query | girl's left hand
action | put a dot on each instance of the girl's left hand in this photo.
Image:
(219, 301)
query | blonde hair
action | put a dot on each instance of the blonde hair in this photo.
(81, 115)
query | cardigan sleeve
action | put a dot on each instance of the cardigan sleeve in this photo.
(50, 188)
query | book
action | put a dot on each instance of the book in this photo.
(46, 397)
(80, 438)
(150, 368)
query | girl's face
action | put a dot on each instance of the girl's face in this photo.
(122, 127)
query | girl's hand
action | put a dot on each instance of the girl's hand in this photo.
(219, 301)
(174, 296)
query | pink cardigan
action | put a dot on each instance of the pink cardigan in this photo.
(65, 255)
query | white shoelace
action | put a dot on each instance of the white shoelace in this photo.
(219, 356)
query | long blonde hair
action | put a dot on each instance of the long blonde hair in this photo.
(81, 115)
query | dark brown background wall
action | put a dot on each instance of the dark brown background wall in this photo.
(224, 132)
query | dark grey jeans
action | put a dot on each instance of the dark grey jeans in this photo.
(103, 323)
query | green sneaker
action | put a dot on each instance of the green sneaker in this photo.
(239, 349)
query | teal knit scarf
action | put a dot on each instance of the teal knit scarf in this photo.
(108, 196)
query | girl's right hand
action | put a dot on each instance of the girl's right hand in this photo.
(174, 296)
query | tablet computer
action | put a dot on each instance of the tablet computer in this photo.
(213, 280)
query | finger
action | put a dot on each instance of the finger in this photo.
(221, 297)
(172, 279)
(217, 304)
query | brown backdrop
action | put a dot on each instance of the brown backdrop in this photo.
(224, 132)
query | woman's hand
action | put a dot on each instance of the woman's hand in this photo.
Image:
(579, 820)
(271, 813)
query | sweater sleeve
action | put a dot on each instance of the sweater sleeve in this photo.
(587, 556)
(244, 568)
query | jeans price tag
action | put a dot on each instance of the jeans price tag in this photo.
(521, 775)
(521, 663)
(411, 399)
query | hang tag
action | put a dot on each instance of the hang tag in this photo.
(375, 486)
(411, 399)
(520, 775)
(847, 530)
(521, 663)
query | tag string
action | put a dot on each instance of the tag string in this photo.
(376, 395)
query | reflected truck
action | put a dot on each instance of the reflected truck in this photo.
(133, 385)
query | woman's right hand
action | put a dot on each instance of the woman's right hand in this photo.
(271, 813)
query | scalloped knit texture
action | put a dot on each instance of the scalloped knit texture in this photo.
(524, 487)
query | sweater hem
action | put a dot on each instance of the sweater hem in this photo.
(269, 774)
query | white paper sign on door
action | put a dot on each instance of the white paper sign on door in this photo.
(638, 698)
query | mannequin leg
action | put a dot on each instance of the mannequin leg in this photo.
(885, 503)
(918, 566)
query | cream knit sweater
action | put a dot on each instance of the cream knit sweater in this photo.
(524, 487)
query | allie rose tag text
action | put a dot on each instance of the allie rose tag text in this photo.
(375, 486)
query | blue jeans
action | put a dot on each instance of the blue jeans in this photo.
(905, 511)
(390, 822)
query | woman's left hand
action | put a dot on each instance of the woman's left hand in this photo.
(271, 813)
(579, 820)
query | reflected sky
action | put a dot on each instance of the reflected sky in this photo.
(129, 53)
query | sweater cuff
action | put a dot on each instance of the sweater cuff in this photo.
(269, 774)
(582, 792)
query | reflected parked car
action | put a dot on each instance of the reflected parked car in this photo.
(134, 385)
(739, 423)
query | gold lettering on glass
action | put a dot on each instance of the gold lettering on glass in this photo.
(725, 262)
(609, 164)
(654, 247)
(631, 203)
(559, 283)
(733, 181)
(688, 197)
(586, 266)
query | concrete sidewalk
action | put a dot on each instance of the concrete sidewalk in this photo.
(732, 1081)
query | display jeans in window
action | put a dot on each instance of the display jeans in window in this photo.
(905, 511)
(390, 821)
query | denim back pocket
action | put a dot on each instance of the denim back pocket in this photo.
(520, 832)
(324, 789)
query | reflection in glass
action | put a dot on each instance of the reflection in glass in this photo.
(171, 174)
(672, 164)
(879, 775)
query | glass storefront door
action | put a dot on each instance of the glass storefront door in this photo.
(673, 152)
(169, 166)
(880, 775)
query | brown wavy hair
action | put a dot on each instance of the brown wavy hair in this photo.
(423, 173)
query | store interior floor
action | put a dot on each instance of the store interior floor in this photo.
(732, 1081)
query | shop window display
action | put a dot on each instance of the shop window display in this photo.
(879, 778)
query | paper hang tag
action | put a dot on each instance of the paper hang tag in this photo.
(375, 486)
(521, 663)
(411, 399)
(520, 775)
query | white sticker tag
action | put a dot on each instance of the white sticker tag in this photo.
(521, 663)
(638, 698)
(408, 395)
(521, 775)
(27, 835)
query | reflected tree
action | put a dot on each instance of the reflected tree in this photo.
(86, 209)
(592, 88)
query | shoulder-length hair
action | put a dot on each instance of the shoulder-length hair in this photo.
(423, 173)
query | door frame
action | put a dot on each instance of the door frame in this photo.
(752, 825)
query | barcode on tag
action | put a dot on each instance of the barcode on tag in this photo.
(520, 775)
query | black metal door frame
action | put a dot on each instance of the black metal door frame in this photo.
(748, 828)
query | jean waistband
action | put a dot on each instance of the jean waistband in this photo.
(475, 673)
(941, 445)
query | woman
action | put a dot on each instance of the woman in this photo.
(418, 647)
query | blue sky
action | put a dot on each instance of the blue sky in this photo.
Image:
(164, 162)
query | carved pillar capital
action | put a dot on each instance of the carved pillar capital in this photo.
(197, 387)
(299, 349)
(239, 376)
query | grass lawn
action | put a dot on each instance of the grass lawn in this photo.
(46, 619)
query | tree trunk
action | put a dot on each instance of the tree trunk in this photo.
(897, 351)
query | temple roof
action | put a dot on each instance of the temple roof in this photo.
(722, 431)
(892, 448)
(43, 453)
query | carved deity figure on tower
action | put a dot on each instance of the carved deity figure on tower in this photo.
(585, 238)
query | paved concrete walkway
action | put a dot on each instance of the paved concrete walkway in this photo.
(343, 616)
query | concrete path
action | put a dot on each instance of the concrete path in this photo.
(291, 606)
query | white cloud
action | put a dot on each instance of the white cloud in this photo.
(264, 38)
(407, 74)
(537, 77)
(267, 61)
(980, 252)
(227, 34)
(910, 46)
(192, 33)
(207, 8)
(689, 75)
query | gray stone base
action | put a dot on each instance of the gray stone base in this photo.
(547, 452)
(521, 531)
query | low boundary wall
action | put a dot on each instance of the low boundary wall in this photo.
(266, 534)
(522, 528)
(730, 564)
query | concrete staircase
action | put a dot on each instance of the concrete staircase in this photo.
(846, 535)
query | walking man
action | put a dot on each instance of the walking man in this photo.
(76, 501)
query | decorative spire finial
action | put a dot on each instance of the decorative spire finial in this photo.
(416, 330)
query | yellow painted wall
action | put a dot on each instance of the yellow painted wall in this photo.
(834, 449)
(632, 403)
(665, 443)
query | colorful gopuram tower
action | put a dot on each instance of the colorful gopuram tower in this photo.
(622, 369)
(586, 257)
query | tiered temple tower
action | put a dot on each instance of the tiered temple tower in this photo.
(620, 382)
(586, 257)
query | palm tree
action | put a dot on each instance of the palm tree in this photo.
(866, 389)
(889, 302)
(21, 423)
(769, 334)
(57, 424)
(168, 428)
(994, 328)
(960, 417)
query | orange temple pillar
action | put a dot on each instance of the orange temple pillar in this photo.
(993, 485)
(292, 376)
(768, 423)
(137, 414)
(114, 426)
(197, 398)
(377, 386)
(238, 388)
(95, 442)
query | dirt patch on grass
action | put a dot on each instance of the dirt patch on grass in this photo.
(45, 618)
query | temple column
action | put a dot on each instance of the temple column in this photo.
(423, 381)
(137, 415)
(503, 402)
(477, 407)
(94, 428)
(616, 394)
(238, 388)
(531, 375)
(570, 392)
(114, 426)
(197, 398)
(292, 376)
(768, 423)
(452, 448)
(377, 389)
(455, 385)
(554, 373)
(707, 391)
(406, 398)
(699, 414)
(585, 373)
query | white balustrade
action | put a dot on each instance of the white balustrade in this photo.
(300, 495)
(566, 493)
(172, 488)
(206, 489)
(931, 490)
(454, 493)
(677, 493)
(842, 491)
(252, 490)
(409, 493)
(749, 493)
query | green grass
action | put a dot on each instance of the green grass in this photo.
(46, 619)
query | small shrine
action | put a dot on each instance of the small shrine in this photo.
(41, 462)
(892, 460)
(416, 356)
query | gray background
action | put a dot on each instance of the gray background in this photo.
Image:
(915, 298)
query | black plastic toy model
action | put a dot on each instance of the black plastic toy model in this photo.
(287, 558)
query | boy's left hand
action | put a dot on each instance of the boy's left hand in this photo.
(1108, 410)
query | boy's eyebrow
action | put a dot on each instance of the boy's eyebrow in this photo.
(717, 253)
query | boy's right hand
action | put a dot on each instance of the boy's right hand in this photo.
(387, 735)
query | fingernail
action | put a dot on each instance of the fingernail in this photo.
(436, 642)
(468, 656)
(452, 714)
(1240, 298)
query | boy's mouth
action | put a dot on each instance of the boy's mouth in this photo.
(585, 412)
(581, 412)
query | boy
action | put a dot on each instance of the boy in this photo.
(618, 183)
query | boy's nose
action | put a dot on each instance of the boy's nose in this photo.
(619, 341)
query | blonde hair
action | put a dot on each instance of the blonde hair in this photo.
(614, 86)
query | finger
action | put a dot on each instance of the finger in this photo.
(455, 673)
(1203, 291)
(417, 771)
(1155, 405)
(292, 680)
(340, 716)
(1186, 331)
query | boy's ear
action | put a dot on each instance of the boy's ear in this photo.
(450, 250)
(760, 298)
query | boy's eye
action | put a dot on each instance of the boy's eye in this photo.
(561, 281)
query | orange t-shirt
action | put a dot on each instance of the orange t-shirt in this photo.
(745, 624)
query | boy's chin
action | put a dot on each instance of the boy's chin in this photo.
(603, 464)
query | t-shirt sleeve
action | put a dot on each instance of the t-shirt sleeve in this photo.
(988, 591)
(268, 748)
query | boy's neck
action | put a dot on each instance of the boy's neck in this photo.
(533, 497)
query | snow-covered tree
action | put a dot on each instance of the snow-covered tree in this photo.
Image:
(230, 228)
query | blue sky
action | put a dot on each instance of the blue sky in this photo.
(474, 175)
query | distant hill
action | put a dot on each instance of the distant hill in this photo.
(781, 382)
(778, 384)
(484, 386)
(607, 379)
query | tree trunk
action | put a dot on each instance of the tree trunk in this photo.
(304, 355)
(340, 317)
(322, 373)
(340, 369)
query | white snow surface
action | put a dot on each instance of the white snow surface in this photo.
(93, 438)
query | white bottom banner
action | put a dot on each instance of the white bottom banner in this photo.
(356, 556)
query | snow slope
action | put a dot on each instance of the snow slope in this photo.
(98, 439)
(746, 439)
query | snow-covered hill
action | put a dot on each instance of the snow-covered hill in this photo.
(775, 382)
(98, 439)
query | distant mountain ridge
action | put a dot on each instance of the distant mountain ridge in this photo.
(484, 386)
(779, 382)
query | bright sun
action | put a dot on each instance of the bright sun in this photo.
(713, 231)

○ ○ ○ ○ ○ ○ ○

Instruction ▸
Everything from the line that contains "query | white snow surface" through the end of the records must be duplicated exactly, and nothing outside that range.

Exercise output ▸
query | white snow surface
action | put a dot on each instance of the white snow surface in this photo.
(93, 438)
query | white bottom banner
action | put a dot on each instance of the white bottom banner in this photo.
(356, 556)
query | snow slope
action | put a dot on each instance of the snow slope in this photo.
(98, 439)
(746, 439)
query | snow-covered hill
action | put a dot on each instance of the snow-covered hill in this photo.
(775, 382)
(98, 439)
query | distant mountain ridge
action | put a dot on each instance of the distant mountain ridge in this photo.
(484, 386)
(779, 382)
query | bright sun
action | put a dot on each instance of the bright sun in this photo.
(713, 231)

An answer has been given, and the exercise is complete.